- _Directions for this task_:
Reproduce the material verbatim, starting at the line that contains "Category: bald man with glasses" and stopping after the last line of the material.
---------- Extracted material
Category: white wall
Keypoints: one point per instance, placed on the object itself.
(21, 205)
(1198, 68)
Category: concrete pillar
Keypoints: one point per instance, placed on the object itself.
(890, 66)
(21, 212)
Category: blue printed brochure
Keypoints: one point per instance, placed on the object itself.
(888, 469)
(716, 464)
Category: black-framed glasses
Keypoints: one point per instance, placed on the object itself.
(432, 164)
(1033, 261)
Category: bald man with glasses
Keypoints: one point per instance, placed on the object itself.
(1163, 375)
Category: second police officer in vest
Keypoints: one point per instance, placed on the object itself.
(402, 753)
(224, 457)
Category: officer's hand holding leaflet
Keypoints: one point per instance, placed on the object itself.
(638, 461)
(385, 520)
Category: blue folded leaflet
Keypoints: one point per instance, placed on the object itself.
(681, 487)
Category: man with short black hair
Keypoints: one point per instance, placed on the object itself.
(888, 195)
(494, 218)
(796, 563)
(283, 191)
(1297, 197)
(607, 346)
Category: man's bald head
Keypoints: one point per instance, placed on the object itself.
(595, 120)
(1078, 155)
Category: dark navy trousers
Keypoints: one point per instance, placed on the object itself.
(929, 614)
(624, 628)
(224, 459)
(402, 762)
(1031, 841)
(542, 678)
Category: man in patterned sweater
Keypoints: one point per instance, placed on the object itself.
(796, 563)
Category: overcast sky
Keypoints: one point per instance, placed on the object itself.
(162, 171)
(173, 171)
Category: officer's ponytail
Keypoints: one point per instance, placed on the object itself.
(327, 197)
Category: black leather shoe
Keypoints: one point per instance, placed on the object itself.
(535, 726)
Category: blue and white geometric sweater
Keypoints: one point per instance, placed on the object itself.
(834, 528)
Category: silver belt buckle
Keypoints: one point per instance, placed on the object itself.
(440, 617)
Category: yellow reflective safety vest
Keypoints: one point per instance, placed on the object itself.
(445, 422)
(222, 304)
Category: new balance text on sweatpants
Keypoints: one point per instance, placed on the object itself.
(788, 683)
--------------------
- _Reply to the task_:
Category: bald man with glasses
Keypoints: one point per instance, placed on the object itself.
(1163, 375)
Category: second police officer in vest
Keypoints: one point per instance, placed on the object itself.
(402, 753)
(224, 457)
Category: officer's hand holding leaflet
Keypoints: one point per instance, placed on the object itself.
(638, 461)
(385, 520)
Category: blue folded leaflet
Keypoints: one point per instance, placed on the object itself.
(681, 487)
Category: man with short black hair
Keypoints: one point per instance, placed on the object itself.
(888, 195)
(494, 218)
(796, 563)
(283, 191)
(1297, 197)
(607, 346)
Category: man's bald head
Keypoints: one point per instance, placed on the object itself.
(595, 120)
(1078, 155)
Category: dark navy trousers
Keypoints: one point per instance, placed on the object itself.
(929, 614)
(624, 628)
(224, 459)
(402, 762)
(1031, 841)
(542, 678)
Category: man in patterned sweater
Keypoints: one point per instance, placed on the object itself.
(796, 563)
Category: overcast sky
Keypoints: one point per instance, placed on the object itself.
(162, 171)
(173, 171)
Category: officer's ponytail
Keypoints: one point per instance, placed on the object itself.
(327, 197)
Category: black leather shoe
Keypoints: one point per instance, placed on the object itself.
(535, 726)
Category: blue and white geometric sweater
Keypoints: one point per instance, placed on the object itself.
(834, 528)
Category: silver belt buckle
Keypoints: one point per instance, placed on the object itself.
(440, 617)
Category: yellow reflective safety vest
Keypoints: one point per instance, placed on the object itself.
(445, 422)
(222, 304)
Category: new balance text on sweatpants
Keypoints: one point per instance, placed on the object itself.
(788, 683)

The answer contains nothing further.